Directions
As you reproduce every line below, keep it exactly as written and leave out the images.
BEGIN Data supplied
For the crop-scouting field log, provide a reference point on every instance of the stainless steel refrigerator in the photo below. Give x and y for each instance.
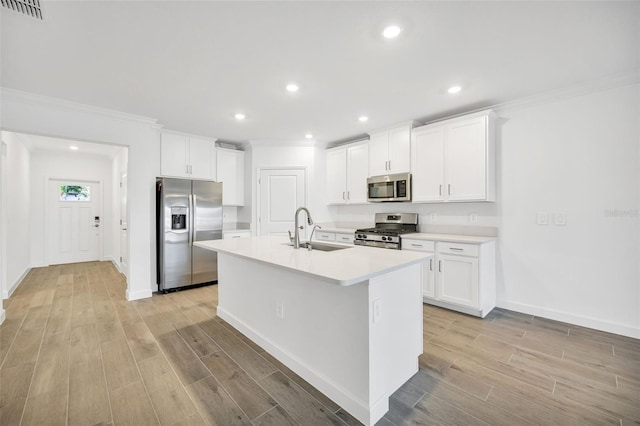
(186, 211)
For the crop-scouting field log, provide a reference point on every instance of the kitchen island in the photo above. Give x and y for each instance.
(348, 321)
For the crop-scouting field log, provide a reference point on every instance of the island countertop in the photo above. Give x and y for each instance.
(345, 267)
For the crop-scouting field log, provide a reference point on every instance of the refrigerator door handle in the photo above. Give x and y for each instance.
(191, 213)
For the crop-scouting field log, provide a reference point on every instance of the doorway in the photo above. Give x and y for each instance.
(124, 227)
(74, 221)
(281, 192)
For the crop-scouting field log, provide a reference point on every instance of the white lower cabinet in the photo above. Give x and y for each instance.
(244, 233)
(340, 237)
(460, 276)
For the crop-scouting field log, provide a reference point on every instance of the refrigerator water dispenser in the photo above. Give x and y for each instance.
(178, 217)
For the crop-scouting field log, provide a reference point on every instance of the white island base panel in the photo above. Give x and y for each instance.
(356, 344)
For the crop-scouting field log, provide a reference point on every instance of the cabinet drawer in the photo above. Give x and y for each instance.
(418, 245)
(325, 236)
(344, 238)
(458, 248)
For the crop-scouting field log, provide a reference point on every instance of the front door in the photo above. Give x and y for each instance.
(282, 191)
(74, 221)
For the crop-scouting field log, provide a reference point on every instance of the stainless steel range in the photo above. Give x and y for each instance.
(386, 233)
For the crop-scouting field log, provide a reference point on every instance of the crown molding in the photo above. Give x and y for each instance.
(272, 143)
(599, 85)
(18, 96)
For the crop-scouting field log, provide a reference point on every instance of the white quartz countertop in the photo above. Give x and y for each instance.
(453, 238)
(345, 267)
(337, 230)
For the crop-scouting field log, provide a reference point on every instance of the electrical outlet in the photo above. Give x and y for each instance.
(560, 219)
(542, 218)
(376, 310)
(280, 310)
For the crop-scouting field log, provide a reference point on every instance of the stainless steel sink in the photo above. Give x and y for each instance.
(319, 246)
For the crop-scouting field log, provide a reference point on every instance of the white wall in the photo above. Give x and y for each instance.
END Data supplied
Result for this task
For the crop-scouting field log, provide a reference point on every instance of the stainless steel refrigerator in the photo below. Give x and y for each instance.
(186, 211)
For the crop-scouting field log, provide a reference point on every instance of the kitchen island in the photo above. Give x and y for each instance.
(348, 321)
For the crop-scouting field log, provide a reference point on every instance of the island countertop in the photo above. Give x and y for each instance.
(345, 267)
For the crop-scouting field log, provide a reference point on every instance of the refrigerator door handle in the photo above. Give x and y for each instance.
(191, 213)
For the crop-scouting field log, provide a reference point on every instance of the doorway in the photo above. Give x and y for each instance.
(124, 227)
(74, 221)
(281, 192)
For the crop-scouting field log, provide a reference point on every instance of the white lower cabinet in the photo above. Give x and y for each instance.
(244, 233)
(340, 237)
(460, 276)
For the crop-scouting field log, provide a reference point on every instance of the refrigerator water dispenser in the photo above. Give x and y for each instance.
(178, 217)
For the crop-scouting field log, provide a reference point on every instance of the white island base panel in the photo above. Give x and y for each instance.
(356, 344)
For the crop-scouting field log, provide a reference point on every instance of the cabinet drawer in the photo above. Give x and y for each instance.
(418, 245)
(325, 236)
(344, 238)
(458, 248)
For the crop-scouting field log, provide a reference point on every instance of the front door in the photo above. Give x and y for each instance.
(282, 191)
(74, 221)
For the crop-scouting field log, provide a reference point on every instance of the stainless steel range in the photo above. Give x and y for each instance.
(386, 233)
For the crop-scouting field log, provide a reference point on every instance of the crown molding in the photo above. Give x and y for each instance.
(272, 143)
(599, 85)
(18, 96)
For the crop-scouting field log, provide a reference point on every instance of the white quartz countertop in the photo above. Give x and y for each instance.
(453, 238)
(345, 267)
(337, 230)
For the crop-scouting field log, provide a reference point on every instance of the electrical outlet in the photo above. Give x and y for each instance.
(560, 219)
(542, 218)
(376, 310)
(280, 310)
For the crop-scouting field log, provide a reference point on every instance of the stainless steel sink in the photo above. Give x and y for each instance.
(319, 246)
For the crop-scouting field log, provide a reference point on every instance of the white wall in the photo above. Give x and y for each instance.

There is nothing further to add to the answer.